## Work to be completed
Find the line containing "of the side" in the material below; copy that line and all following lines exactly.

## Material provided
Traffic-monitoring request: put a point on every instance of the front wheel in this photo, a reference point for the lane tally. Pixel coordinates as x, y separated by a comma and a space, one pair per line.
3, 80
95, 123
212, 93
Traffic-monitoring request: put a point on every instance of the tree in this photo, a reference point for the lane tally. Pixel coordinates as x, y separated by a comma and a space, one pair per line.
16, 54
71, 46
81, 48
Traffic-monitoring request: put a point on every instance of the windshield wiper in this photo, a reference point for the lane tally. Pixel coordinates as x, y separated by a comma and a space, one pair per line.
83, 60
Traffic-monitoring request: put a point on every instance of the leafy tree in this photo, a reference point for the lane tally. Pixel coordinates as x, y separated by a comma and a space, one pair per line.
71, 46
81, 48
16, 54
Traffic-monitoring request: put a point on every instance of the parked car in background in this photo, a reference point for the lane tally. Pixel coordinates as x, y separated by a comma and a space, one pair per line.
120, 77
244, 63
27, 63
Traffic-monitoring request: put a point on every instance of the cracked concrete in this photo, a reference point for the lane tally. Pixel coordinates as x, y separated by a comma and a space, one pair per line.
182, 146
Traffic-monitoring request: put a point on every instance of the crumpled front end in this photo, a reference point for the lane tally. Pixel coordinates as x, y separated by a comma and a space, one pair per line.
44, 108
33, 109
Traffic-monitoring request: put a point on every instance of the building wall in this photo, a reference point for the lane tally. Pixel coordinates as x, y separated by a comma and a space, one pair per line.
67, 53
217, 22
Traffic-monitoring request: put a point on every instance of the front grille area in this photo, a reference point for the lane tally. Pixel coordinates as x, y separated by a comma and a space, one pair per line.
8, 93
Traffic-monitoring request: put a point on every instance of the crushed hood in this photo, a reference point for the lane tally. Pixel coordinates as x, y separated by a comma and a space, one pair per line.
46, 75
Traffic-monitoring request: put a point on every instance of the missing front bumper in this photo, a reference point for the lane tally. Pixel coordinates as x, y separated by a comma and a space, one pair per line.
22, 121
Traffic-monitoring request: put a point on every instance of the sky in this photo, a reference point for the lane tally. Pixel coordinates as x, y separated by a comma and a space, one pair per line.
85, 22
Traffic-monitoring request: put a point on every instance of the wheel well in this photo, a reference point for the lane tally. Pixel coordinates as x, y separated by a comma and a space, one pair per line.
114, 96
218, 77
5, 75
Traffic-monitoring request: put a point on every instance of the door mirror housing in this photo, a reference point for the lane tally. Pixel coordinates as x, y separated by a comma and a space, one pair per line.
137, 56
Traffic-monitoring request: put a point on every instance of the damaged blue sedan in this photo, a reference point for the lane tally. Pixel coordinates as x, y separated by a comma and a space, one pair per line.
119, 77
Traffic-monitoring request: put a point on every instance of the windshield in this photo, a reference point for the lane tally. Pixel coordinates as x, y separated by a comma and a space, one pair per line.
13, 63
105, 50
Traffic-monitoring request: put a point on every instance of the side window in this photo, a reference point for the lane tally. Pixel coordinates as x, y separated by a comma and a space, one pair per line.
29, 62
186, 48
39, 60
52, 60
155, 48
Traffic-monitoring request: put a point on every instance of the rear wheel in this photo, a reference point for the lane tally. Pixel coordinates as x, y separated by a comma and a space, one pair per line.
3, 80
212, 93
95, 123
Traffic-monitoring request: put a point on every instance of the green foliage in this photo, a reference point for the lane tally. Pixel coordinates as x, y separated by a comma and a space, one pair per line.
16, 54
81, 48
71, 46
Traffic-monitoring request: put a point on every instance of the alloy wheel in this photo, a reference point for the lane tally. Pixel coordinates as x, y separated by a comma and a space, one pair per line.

## Output for this task
Traffic-monitoring request: put a point on every instance of the side window in this photo, a reference point for the lane tally. Pixel coordinates as x, y separated by a comma and a space, one pair per line.
29, 62
186, 48
39, 60
52, 60
155, 48
Traffic-monitoring request: put a point on every instance of the rear wheel in this photo, a reference point for the lane tally. Pixel coordinates as x, y separated by a comma and a space, one pair per line.
3, 80
212, 93
95, 123
Traffic-monitoring request: put a point on every instance of the green foliage in this photo, a reference point for the lane tally. Pixel coordinates as x, y separated by a comma and a space, one pair per line.
16, 54
81, 48
71, 46
Traffic-monitoring request: put a point on every instance of the alloy wheel in this photo, a reference point for the lane tally. Pixel coordinates as x, y separated by a comma and a space, one pair per line.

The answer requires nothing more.